-- START Data listing --

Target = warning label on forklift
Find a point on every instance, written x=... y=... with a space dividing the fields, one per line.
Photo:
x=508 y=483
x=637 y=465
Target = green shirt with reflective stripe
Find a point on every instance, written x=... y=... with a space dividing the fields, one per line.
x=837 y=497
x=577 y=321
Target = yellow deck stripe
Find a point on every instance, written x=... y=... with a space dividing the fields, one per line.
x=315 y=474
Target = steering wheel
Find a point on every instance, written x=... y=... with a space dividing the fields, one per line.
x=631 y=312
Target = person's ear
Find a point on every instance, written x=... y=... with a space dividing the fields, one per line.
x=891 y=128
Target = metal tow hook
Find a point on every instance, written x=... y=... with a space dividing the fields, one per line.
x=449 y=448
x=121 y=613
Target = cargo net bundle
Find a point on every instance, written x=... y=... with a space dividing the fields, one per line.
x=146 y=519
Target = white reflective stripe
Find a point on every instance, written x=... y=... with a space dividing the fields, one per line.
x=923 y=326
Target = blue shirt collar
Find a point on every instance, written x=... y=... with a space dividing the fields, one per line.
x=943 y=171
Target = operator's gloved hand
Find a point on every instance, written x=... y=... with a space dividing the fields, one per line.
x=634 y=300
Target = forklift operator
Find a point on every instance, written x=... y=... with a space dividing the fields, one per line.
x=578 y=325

-- END Data listing --
-- START Data listing --

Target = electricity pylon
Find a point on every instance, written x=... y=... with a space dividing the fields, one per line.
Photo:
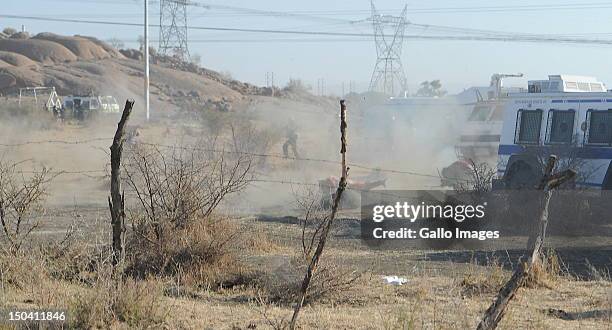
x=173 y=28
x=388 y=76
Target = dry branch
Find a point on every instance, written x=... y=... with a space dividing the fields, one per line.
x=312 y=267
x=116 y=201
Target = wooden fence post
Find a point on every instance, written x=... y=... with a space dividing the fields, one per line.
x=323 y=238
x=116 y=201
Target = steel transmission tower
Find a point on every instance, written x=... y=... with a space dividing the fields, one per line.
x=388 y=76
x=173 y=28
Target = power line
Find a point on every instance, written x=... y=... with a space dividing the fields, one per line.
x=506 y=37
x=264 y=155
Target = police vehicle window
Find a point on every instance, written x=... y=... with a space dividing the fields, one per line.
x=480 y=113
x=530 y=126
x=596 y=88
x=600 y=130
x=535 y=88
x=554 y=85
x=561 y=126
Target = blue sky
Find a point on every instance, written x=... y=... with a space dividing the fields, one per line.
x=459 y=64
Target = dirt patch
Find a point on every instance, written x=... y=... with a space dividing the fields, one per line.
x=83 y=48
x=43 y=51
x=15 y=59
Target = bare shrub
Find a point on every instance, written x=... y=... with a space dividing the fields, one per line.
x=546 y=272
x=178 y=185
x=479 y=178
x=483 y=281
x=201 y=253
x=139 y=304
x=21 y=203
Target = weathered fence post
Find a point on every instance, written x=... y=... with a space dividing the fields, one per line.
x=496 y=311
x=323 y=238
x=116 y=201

-- END Data listing --

Written problem:
Transcribe the lines starting at the line that contains "Target = white reflective stripe" and ending at the line that contains "x=634 y=300", both included.

Right answer:
Target = white reflective stripe
Find a point on every instance, written x=... y=... with a space dividing the fields, one per line.
x=923 y=326
Target = blue shirt collar
Find a point on every instance, written x=... y=... with a space dividing the fields, one per line.
x=943 y=171
Target = operator's gloved hand
Find a point on every instance, written x=... y=... with a space dividing the fields, one per line.
x=634 y=300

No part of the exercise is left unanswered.